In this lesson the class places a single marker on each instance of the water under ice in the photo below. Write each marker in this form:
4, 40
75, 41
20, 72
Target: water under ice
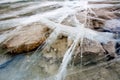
57, 12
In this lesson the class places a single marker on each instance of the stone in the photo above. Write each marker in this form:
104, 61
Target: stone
27, 38
91, 52
110, 48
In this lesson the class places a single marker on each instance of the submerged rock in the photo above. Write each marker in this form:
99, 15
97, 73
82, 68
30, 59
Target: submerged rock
27, 38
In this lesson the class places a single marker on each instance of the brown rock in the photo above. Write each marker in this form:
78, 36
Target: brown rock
110, 48
27, 38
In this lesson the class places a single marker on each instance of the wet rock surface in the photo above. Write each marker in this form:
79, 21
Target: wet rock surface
91, 59
27, 38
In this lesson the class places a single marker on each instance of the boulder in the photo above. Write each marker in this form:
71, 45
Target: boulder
27, 38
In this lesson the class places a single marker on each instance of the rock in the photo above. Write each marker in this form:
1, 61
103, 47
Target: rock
110, 48
27, 38
91, 51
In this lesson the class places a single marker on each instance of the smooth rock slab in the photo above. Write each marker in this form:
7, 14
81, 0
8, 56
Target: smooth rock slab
27, 38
-=-=-=-=-
■ Brief ■
Copy task for the entries above: every line with the string "single".

■ Task answer ■
In this lesson the class places a single marker on each instance of the water under ice in the photo below. Write each marker in this form:
In this lesson the class places a single marker on each instance of the stone in the photo above. Write each marker in this form:
In this lesson the class places a single marker on each instance of the submerged rock in the photo above. Write each marker in this form:
In this lesson the class places a single marker on each instance of the brown rock in the photo above. Write each marker in this form:
In this lesson the class places a single marker on each instance of the wet rock surface in the photo above. Write each marker in this form:
In this lesson the class places a single marker on each instance of the boulder in the photo above. Write each marker in this form:
In this lesson the class places a single marker on each instance of the rock in the photo above. Write each marker in this form:
In this lesson the class places a single marker on each instance of the smooth rock slab in the photo above. Write each marker in this form:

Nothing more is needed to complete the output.